>>

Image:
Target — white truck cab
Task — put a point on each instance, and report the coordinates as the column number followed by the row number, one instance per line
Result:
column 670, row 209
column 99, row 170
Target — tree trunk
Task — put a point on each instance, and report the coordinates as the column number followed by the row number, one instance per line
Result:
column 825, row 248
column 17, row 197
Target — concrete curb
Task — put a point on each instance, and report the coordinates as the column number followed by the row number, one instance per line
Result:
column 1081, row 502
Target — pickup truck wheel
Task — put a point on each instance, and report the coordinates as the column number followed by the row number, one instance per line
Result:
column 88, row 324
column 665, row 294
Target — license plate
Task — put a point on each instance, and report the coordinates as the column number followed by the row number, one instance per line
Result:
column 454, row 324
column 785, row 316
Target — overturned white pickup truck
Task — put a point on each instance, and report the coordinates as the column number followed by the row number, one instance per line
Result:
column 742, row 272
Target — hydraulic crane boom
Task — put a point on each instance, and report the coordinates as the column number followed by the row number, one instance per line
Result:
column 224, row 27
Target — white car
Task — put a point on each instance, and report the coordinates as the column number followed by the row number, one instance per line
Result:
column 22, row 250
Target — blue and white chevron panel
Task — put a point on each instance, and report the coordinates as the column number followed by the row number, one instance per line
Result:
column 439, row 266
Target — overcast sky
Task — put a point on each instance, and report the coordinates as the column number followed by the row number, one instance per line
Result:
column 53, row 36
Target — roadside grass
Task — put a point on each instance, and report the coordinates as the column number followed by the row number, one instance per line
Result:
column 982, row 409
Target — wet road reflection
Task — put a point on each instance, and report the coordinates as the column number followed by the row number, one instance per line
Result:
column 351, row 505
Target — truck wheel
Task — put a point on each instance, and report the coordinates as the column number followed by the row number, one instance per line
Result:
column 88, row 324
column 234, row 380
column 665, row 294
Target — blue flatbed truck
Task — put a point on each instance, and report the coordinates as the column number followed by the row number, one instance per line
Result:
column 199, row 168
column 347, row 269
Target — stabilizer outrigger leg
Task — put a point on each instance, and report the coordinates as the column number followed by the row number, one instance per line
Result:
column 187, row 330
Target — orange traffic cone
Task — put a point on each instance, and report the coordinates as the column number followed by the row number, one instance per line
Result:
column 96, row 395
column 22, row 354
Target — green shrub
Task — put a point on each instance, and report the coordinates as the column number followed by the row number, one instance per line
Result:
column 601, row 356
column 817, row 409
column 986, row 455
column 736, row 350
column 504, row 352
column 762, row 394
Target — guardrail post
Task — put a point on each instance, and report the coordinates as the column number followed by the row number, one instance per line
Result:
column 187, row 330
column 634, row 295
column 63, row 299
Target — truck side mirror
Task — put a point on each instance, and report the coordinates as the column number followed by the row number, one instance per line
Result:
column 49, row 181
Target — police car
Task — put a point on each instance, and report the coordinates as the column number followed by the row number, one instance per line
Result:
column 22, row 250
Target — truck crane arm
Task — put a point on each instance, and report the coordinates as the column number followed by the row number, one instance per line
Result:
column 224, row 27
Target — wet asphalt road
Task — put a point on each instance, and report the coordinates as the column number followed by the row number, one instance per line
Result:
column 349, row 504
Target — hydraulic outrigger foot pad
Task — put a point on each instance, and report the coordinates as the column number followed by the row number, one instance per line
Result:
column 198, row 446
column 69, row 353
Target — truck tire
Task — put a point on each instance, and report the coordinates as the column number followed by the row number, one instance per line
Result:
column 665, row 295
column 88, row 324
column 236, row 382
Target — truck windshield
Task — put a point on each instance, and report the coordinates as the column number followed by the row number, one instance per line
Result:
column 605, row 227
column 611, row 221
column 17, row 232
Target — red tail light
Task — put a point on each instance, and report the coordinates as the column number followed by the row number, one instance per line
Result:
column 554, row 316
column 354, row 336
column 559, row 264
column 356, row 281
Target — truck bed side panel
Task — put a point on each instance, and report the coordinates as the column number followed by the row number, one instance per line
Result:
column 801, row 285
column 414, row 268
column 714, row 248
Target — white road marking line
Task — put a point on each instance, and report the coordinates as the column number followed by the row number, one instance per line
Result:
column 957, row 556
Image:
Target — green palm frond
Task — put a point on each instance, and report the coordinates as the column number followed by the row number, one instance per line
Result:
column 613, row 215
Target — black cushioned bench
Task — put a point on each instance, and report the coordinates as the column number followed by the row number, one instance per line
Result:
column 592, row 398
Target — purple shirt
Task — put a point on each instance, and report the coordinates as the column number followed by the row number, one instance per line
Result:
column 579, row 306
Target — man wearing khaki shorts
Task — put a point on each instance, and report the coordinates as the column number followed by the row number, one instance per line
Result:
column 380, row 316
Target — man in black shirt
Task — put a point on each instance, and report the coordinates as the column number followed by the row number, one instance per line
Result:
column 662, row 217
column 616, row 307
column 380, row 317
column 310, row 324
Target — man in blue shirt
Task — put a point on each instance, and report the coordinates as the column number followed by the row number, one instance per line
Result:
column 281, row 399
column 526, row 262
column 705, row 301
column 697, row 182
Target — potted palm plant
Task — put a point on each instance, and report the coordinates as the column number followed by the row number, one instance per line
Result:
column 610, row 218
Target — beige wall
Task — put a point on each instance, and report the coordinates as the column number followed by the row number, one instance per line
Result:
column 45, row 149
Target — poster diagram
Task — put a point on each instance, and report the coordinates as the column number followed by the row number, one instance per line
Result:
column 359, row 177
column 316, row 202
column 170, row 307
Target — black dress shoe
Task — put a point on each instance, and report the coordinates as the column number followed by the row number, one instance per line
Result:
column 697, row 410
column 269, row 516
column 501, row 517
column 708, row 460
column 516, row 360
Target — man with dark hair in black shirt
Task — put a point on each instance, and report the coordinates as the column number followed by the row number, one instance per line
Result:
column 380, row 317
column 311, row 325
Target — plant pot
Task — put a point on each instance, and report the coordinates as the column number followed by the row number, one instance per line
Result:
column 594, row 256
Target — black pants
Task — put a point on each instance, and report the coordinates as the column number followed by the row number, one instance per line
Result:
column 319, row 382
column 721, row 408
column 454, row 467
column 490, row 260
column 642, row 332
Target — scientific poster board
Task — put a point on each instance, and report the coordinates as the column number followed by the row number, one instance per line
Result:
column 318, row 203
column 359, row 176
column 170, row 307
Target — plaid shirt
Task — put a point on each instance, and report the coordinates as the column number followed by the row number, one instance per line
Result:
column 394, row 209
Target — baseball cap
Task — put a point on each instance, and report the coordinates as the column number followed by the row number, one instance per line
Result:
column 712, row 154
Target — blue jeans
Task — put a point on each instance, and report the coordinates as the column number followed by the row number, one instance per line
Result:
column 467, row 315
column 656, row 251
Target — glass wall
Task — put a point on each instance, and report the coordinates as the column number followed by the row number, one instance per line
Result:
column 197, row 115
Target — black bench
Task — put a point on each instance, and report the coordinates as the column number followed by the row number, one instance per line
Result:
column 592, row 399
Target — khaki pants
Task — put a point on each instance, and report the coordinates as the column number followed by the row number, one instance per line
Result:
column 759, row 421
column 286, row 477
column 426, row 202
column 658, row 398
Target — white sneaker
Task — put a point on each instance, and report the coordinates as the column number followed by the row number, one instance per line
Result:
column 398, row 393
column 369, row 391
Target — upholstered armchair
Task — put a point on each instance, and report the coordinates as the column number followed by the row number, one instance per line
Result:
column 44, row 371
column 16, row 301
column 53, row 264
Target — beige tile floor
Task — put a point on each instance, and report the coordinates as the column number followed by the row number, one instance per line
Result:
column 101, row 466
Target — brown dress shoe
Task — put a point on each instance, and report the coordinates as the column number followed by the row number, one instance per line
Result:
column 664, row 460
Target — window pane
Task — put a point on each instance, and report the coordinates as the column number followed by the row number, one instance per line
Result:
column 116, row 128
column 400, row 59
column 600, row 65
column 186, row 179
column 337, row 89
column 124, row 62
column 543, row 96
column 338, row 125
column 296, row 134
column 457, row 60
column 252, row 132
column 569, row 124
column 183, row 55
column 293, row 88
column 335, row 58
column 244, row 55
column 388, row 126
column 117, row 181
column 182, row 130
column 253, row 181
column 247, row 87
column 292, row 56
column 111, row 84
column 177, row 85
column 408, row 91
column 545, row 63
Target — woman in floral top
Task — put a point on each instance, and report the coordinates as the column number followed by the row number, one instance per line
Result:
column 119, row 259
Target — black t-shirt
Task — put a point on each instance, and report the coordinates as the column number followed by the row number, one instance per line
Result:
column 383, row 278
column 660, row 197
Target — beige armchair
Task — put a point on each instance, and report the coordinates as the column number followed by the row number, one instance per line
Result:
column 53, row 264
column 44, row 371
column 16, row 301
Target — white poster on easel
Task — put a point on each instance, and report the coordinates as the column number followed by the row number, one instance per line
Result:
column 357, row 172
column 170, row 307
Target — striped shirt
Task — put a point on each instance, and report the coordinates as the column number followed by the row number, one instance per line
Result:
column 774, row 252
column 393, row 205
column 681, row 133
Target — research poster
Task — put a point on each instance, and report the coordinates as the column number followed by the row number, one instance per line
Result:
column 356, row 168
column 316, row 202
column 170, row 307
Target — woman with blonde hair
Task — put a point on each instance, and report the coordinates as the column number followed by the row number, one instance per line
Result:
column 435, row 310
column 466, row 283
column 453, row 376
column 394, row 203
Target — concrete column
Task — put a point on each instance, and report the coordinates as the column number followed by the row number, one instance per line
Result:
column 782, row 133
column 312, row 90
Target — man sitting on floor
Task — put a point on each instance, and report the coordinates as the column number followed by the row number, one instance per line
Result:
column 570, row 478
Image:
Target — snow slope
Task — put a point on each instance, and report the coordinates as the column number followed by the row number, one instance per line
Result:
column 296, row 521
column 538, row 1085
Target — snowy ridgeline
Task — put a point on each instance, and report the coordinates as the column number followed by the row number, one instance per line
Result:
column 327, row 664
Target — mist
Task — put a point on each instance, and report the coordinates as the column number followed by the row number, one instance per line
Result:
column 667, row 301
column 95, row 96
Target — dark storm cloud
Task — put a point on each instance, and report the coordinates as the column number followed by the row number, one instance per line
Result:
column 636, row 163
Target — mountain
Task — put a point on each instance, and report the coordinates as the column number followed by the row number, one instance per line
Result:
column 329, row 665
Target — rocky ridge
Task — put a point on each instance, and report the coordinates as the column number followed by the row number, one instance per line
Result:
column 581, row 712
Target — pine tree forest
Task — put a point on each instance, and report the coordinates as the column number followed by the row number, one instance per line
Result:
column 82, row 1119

<<

### Task details
Please work out how many lines in the listing above contain the string "blue", and answer with that number only.

### Your response
4